(Extracted material begins)
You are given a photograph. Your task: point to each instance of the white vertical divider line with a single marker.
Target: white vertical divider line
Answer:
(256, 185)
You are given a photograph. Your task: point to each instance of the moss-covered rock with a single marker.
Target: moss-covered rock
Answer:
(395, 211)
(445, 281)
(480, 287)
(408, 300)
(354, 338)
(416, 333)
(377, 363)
(Extracted material ends)
Assignment: Copy out the records shown above, every one, exactly.

Solution to this exercise:
You are given a photograph. Your task: point to each instance of the white vertical divider line with a single marker.
Target: white vertical divider line
Answer:
(256, 185)
You are given a photograph. Your task: point to each instance of the moss-covered rock with a single marker.
Target: moss-covered rock
Answer:
(395, 211)
(445, 281)
(480, 287)
(408, 300)
(354, 338)
(416, 333)
(377, 363)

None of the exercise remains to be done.